Can you retype the entries below word for word, leaving out the pictures?

> _Material_

--- Start ---

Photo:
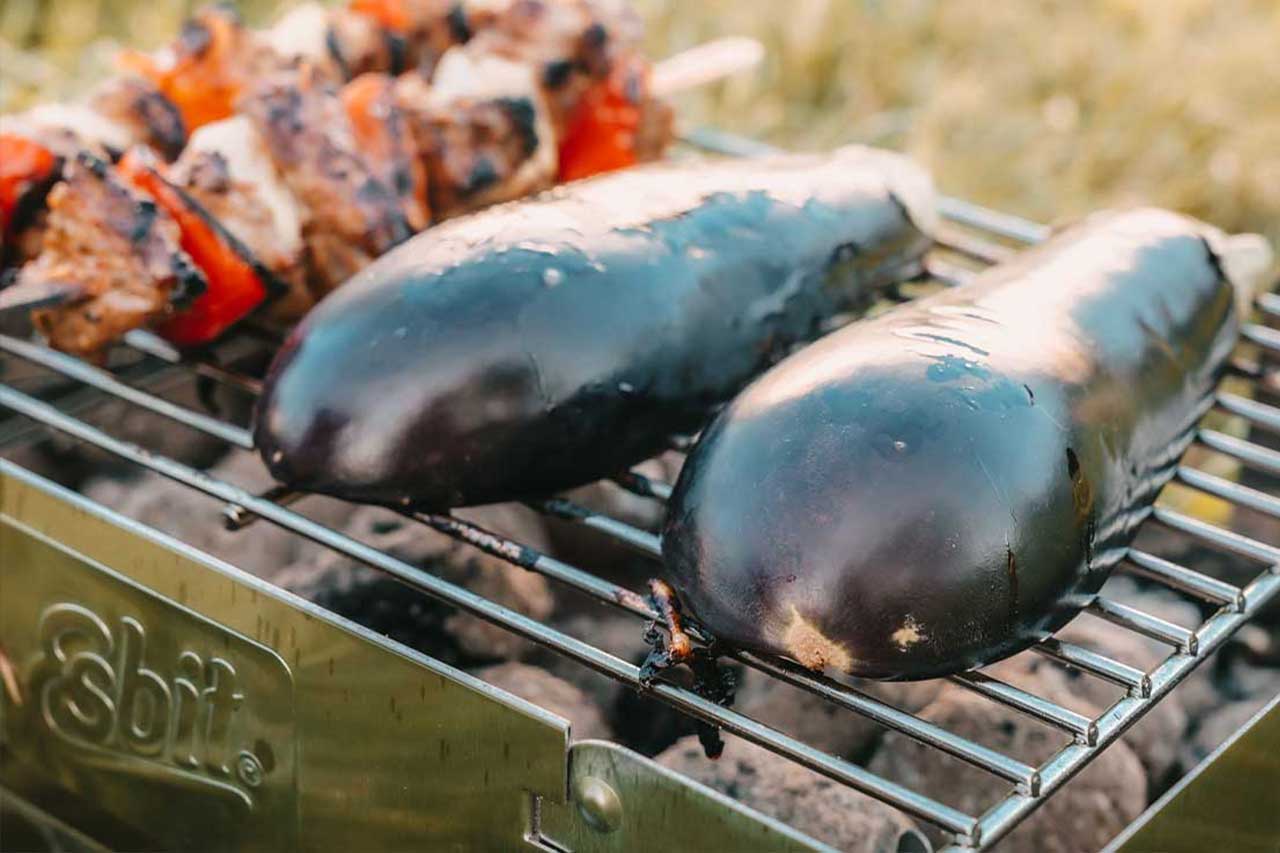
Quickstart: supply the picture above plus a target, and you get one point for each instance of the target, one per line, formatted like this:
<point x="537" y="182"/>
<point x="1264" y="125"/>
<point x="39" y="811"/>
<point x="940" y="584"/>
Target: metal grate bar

--- End ---

> _Output of the task_
Photo:
Quickstart: supply the picture above plus a target, and you get one point for each instance of the target, one per line, formatted like this:
<point x="537" y="182"/>
<point x="1264" y="125"/>
<point x="39" y="811"/>
<point x="940" y="584"/>
Target: metal grate bar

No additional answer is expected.